* TASK DETAILS
The answer must be an exact copy of every record.

* GIVEN RECORDS
++++++++

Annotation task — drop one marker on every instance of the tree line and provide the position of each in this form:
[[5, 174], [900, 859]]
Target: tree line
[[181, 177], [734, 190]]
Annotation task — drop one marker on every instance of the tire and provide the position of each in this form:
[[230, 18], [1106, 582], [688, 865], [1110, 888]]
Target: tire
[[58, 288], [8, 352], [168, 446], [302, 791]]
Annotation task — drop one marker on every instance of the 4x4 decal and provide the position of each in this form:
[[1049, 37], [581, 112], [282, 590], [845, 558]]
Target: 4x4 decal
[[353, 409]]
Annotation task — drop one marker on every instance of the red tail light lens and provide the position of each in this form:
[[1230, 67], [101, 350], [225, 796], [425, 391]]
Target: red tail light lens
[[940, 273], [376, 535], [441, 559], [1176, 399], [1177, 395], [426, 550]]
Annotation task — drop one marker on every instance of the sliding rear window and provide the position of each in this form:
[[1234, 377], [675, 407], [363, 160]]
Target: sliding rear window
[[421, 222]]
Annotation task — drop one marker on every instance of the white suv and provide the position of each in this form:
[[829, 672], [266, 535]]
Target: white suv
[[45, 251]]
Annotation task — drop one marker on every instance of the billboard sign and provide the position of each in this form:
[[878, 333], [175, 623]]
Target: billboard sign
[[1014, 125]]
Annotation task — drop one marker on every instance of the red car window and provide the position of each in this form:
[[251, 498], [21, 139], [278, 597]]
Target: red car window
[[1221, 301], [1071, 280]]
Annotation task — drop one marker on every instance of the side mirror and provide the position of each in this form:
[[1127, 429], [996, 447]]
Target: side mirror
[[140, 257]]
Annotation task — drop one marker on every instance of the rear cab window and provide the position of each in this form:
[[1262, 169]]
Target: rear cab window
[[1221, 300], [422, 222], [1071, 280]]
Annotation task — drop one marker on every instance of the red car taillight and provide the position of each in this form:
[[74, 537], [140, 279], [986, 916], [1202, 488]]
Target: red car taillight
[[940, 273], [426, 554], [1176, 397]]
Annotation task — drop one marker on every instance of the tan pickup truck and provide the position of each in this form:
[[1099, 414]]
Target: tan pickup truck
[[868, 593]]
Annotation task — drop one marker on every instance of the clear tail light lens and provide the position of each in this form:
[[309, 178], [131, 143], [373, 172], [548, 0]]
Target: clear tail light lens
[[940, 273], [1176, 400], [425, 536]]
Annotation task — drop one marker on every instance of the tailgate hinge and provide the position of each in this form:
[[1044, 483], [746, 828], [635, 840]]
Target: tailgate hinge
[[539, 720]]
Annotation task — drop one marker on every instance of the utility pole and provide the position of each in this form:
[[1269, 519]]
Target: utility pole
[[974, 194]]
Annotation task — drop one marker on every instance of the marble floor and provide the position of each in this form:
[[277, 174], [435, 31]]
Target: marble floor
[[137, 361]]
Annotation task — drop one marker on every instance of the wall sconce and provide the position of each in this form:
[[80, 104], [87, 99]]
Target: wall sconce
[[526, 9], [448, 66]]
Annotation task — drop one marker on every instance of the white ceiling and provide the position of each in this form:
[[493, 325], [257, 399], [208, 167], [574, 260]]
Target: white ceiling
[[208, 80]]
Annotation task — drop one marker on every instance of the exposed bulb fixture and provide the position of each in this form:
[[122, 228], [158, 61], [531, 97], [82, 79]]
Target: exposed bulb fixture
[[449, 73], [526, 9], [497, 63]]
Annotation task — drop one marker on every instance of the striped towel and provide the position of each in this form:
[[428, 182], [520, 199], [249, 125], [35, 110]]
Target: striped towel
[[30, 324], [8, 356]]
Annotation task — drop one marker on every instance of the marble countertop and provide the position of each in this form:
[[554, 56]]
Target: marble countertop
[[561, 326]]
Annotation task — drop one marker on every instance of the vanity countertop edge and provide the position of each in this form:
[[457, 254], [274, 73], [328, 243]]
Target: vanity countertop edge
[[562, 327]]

++++++++

* ANSWER SPACE
Annotation task — drop one marker on every instance of the tree line and provide the position of each in this form:
[[5, 174], [900, 859]]
Target: tree line
[[181, 177], [734, 190]]
Annotation task — drop one marker on every instance of the tire and provide the position of each in this form:
[[230, 18], [1106, 582], [688, 865], [1110, 888]]
Target: tire
[[58, 288], [8, 352], [168, 446], [302, 791]]
Annotation task — drop one marker on every instance of the 4x4 decal and provide the position of each in this form:
[[1049, 37], [581, 112], [282, 590], [845, 558]]
Target: 4x4 decal
[[353, 409]]
Annotation task — drop one marker on every instance of the red tail light lens and provide the position of each in this form:
[[1230, 67], [101, 350], [225, 796], [425, 391]]
Target: red tail light lens
[[940, 273], [376, 535], [441, 559], [1176, 399], [1177, 395], [426, 550]]
Annotation task — drop one marker on every instance of the sliding rear window and provide the position of each in this form:
[[1234, 377], [675, 407], [363, 160]]
Target: sliding rear window
[[421, 222]]
Annotation task — drop one marker on every instance of the white suv and provide the position of each in this form:
[[829, 672], [266, 535]]
Target: white suv
[[45, 251]]
Annotation task — drop one marker on every instance of the billboard sign and provide the position of each in this form:
[[878, 333], [175, 623]]
Target: billboard sign
[[1014, 125]]
Annotation task — drop one marker on every instance of the red car window and provide the position of each in this form:
[[251, 498], [21, 139], [278, 597]]
Target: red car window
[[1221, 301], [1071, 280]]
Annotation task — drop one marker on every instance of the side mirror and provide the position of each in this form:
[[1127, 429], [996, 447]]
Target: side mirror
[[140, 257]]
Annotation task — drop one marker on every instance of the rear cab window and provide the position of each in this form:
[[1262, 169]]
Target: rear cab window
[[1221, 300], [422, 222], [1071, 280]]
Annotation task — drop one marker on every instance of the red car taillight and provide the position of each in this form:
[[74, 537], [140, 279], [986, 916], [1202, 488]]
Target: red car taillight
[[940, 273], [426, 554], [1176, 397]]
Annotation task — drop one marker on every instance of the tan pickup truck and provide the position of each in this form:
[[1099, 414]]
Target: tan pickup truck
[[868, 593]]
Annotation task — drop one marker on every instance of the clear tail light lens and provide the position of each in this form:
[[309, 178], [131, 143], [373, 172], [548, 0]]
Target: clear tail light lens
[[940, 273], [1176, 400], [425, 536]]
Annotation task — drop one marker on every instance of the tailgate hinge and provide the position of each in this form:
[[1044, 483], [746, 828], [635, 840]]
Target: tailgate hinge
[[539, 720]]
Annotation task — drop one marker on every instance of the utility pole and provide the position of each in this form:
[[1269, 519]]
Target: utility pole
[[974, 194]]
Annotation task — drop one marker on every instance of the marble floor and provide the position of each in this form:
[[277, 174], [435, 31]]
Target: marble floor
[[137, 361]]
Annotation task — drop one marker on every instance of the wall sconce and provide the position of each in this form:
[[80, 104], [87, 99]]
Target: wall sconce
[[526, 9], [448, 66]]
Annotation task — drop one marker on every instance of the white ceiling and provide the position of each in this form:
[[493, 325], [257, 399], [208, 167], [574, 260]]
Target: white ceiling
[[208, 80]]
Annotation task — drop one marker on every instance of the exposed bulb fixture and provide the position of each in this form:
[[122, 228], [158, 61], [531, 97], [82, 79]]
Target: exposed bulb fixture
[[449, 73], [526, 9], [497, 63]]
Annotation task — drop one marker on every instance of the striped towel and provide the position of each in this form:
[[428, 182], [520, 199], [249, 125], [35, 110]]
Target: striped towel
[[30, 324], [8, 356]]
Annotation task — drop one marker on every instance of the marble countertop and provide the position of each in this form:
[[554, 56]]
Target: marble countertop
[[561, 326]]
Annotation task — drop one marker on every instance of the vanity countertop edge and provide the position of each in this form:
[[457, 254], [274, 73], [328, 243]]
Target: vanity countertop edge
[[562, 327]]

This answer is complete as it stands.